** start Provided data **
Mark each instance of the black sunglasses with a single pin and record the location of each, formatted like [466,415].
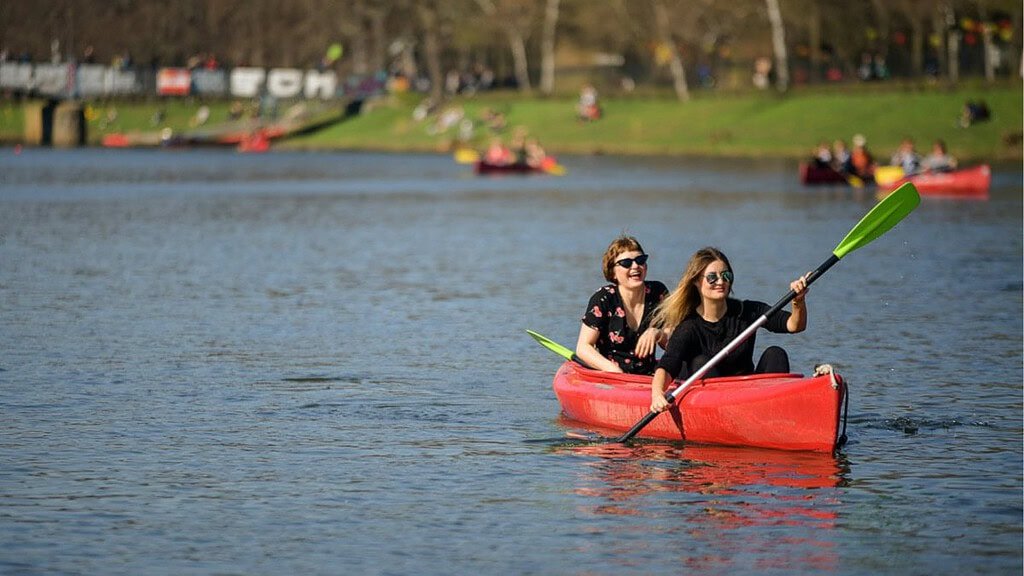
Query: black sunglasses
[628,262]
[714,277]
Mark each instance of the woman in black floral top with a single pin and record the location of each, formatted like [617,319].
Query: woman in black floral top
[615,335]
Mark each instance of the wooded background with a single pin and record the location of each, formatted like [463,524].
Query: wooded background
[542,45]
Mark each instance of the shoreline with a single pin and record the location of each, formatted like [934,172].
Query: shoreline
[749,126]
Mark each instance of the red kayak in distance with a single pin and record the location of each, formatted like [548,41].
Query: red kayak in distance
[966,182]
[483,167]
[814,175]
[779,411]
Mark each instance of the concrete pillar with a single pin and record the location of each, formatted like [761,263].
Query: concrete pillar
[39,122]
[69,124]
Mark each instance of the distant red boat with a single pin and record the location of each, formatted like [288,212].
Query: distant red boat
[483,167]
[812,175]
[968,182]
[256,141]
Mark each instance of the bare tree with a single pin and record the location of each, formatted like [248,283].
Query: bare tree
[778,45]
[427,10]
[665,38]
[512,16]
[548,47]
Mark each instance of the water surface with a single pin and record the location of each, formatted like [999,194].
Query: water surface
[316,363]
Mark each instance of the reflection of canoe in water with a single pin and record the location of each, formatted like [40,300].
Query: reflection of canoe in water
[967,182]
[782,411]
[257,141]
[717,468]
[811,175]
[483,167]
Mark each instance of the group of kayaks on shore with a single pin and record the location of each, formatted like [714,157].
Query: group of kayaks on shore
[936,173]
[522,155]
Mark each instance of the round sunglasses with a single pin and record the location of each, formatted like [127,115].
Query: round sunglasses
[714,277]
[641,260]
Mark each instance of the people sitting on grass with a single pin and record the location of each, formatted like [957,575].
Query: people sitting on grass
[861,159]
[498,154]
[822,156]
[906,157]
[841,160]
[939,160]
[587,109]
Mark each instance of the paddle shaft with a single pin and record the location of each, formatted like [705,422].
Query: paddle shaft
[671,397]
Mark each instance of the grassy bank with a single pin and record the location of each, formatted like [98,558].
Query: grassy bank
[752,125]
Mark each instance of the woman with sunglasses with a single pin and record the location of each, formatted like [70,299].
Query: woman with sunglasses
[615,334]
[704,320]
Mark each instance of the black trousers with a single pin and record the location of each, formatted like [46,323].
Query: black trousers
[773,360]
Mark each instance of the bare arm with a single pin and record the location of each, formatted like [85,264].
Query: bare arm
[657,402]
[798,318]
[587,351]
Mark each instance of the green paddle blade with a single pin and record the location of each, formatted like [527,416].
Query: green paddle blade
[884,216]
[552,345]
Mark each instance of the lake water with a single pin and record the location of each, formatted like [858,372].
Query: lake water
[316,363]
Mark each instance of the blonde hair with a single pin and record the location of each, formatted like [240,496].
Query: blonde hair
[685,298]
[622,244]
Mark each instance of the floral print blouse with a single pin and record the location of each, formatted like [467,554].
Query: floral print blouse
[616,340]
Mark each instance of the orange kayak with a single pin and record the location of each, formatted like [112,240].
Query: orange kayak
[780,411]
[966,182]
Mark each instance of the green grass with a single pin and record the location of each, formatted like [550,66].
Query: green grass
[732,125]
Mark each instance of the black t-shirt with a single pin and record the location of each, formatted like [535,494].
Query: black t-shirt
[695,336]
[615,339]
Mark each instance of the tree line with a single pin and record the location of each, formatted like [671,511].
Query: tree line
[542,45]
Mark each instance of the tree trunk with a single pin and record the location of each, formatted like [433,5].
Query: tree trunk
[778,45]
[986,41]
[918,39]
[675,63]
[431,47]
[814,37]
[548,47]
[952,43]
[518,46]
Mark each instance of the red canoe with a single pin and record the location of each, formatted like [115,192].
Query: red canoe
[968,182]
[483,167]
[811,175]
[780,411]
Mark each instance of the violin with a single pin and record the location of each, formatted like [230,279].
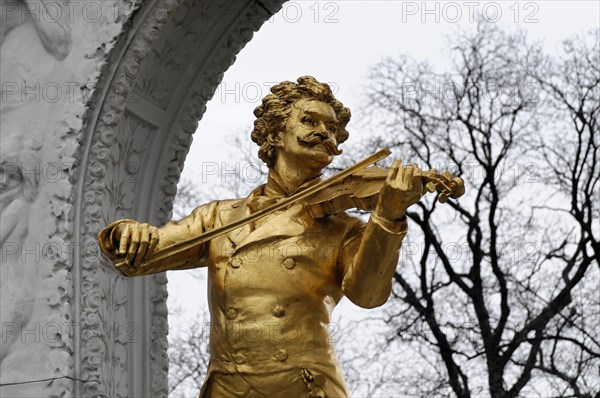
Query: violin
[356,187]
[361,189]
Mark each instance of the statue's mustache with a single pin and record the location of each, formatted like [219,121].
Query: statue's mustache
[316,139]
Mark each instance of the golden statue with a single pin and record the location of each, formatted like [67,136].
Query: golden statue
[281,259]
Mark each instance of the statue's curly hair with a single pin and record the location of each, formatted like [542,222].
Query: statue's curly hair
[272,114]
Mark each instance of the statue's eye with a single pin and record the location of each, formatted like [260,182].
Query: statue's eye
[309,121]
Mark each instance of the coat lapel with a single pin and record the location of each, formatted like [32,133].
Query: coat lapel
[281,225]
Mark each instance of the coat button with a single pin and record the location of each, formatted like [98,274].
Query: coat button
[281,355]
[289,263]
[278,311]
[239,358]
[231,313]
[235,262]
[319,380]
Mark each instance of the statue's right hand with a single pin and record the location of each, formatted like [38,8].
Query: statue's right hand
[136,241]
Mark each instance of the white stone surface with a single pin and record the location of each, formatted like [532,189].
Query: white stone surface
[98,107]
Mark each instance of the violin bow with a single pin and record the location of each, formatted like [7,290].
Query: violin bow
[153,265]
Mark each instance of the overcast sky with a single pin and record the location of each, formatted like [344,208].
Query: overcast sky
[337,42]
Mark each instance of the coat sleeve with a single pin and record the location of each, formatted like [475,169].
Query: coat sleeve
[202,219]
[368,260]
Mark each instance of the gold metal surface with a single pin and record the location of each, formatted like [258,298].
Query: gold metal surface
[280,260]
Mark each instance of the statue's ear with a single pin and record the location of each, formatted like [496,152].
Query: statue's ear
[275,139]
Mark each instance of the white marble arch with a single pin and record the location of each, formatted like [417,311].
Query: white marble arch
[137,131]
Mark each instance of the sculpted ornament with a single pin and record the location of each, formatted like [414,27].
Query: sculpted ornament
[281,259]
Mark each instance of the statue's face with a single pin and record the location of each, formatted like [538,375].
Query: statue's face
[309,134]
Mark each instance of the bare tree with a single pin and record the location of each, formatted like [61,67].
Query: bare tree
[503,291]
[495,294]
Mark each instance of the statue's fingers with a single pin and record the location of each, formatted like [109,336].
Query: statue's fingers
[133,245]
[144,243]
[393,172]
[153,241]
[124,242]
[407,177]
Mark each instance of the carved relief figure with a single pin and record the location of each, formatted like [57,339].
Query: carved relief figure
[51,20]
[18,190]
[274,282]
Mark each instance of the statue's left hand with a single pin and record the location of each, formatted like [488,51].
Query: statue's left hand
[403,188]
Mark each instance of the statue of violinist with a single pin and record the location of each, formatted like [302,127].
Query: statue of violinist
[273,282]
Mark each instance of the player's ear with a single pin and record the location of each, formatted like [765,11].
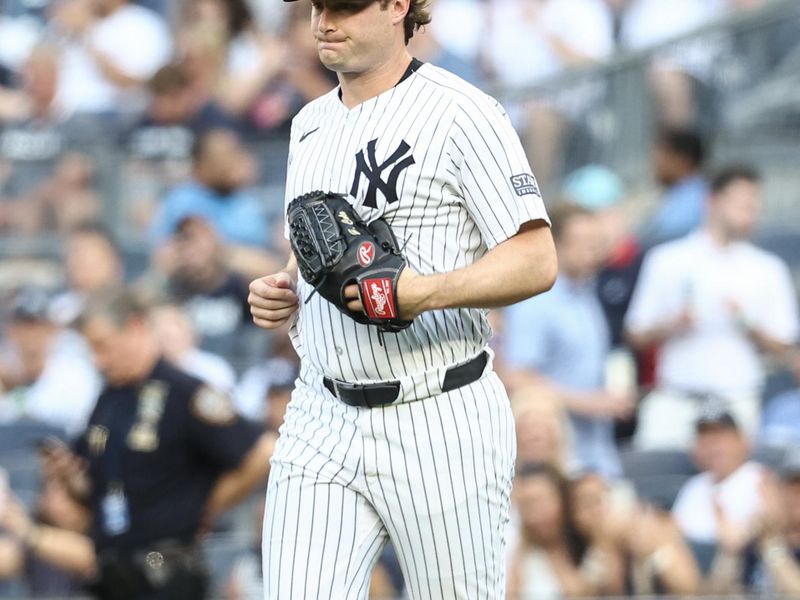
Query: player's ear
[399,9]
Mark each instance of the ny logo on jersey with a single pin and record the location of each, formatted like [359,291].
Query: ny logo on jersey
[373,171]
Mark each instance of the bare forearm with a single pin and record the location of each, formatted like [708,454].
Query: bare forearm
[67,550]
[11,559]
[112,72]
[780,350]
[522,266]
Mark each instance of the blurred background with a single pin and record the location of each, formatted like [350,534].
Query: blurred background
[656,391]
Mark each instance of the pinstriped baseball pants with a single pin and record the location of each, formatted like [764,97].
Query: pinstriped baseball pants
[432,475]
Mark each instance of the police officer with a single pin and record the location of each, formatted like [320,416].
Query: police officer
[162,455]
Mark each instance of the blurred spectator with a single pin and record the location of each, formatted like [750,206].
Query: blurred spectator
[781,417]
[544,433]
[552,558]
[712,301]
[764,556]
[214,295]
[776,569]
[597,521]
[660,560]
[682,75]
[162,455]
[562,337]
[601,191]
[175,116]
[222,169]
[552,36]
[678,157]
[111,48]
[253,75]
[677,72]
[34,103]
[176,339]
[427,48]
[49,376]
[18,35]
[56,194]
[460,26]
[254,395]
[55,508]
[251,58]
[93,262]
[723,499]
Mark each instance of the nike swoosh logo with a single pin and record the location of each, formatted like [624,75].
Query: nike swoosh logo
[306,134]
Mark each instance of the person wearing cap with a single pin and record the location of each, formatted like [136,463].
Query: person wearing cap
** end Provided data **
** start Provided data **
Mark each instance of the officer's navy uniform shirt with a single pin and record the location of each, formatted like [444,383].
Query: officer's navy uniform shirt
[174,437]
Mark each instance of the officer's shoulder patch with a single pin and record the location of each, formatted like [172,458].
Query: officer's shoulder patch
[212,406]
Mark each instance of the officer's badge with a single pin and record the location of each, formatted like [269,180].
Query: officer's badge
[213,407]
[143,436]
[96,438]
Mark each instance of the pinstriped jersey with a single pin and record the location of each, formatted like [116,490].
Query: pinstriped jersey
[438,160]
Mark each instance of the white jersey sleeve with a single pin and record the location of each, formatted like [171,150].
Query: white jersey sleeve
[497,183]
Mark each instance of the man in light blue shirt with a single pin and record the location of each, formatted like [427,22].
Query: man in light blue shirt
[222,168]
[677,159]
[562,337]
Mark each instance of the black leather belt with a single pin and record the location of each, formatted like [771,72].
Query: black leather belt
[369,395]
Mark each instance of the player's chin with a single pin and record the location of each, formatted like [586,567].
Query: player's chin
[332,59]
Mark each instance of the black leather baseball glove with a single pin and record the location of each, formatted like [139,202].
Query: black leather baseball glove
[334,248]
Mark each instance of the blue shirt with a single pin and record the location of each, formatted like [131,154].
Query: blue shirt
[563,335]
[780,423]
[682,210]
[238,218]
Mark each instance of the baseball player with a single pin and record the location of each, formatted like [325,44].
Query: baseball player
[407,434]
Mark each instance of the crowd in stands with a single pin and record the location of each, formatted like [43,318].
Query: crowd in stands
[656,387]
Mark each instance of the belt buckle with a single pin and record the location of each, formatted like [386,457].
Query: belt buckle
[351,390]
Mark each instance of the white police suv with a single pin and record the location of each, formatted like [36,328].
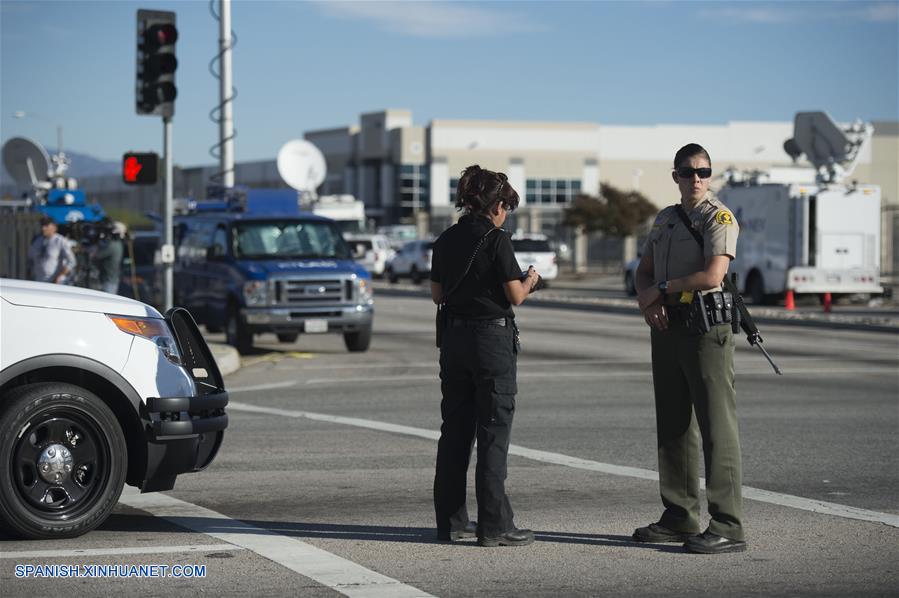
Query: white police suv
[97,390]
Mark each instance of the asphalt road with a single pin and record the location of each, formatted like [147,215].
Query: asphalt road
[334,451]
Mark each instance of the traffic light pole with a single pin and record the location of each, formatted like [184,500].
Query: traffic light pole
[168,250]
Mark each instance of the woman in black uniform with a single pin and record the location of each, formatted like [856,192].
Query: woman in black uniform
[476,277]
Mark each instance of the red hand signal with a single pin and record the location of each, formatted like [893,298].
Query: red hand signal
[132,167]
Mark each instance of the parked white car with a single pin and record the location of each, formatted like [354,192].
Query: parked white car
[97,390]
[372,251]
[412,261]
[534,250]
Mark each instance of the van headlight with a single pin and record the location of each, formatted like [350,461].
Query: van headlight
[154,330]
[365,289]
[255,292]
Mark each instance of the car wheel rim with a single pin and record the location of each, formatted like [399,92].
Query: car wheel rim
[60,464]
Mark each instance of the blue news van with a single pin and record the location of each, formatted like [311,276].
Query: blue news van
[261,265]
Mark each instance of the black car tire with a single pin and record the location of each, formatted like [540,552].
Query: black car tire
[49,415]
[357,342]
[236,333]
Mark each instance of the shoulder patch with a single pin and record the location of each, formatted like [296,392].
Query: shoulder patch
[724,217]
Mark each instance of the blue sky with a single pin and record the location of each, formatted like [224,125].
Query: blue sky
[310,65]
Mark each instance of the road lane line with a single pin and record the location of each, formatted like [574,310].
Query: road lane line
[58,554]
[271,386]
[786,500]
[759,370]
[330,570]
** end Provided data **
** start Provided data **
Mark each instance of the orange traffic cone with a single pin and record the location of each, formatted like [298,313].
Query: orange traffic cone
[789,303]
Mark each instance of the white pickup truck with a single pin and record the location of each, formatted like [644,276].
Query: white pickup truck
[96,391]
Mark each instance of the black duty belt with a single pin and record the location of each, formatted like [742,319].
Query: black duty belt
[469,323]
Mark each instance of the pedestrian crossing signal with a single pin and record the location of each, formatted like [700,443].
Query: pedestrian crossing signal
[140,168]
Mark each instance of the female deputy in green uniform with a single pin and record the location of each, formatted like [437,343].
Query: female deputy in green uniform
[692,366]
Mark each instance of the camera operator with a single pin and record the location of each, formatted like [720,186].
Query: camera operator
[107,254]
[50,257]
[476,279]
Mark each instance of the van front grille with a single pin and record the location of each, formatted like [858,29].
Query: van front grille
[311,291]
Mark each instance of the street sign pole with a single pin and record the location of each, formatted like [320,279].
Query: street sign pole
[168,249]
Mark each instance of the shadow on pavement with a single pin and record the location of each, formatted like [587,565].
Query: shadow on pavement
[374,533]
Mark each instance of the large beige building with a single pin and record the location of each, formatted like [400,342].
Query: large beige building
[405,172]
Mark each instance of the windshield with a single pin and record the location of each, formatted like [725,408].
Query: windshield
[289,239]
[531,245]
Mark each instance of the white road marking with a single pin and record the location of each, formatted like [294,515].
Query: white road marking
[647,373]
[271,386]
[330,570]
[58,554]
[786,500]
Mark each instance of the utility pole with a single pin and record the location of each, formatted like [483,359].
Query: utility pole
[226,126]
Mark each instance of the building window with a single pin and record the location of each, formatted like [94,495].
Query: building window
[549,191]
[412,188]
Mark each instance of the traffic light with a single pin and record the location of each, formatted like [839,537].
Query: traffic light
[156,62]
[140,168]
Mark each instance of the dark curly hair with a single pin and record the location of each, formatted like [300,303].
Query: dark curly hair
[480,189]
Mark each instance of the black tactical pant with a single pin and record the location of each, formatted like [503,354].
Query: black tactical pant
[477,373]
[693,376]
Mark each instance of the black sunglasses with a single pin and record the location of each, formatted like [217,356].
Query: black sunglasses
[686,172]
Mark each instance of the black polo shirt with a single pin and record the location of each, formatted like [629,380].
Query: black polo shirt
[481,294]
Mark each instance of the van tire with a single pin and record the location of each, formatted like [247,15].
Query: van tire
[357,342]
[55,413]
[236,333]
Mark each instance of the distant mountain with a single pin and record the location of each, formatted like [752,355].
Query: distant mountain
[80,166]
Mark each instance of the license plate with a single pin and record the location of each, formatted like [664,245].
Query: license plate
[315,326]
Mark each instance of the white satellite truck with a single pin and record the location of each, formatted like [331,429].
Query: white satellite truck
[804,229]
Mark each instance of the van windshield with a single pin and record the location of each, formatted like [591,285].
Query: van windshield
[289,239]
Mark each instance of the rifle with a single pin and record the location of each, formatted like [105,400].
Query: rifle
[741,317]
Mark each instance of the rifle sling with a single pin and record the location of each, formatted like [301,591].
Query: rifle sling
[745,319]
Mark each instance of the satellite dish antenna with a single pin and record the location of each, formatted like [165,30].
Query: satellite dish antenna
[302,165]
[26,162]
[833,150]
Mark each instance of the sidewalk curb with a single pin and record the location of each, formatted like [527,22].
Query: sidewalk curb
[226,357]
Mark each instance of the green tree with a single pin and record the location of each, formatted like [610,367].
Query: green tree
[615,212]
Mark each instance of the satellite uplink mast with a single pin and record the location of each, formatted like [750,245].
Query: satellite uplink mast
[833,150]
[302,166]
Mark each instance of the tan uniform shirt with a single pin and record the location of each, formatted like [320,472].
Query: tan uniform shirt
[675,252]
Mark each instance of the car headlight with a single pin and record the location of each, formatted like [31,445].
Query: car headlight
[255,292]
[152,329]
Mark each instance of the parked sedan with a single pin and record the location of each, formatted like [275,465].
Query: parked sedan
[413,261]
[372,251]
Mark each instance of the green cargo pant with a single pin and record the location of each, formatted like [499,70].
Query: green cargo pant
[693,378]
** end Provided data **
Objective> Rewrite only the data from the line with "Mark each instance of the nike" up to and including the line with "Query: person wearing cap" as a Markdown table. Use the columns Row and Content, give each line a row number, and leave out blank lines.

Solved exercise>
| Row | Content |
|---|---|
| 1 | Mark each instance of the nike swoosh logo with a single pin and record the location of each, formatted like [624,75]. |
| 2 | Query: nike swoosh logo |
| 3 | [306,134] |
| 4 | Mark each instance of the person wearing cap with a single pin and record the location of each, formatted like [136,463]. |
| 5 | Query: person wearing cap |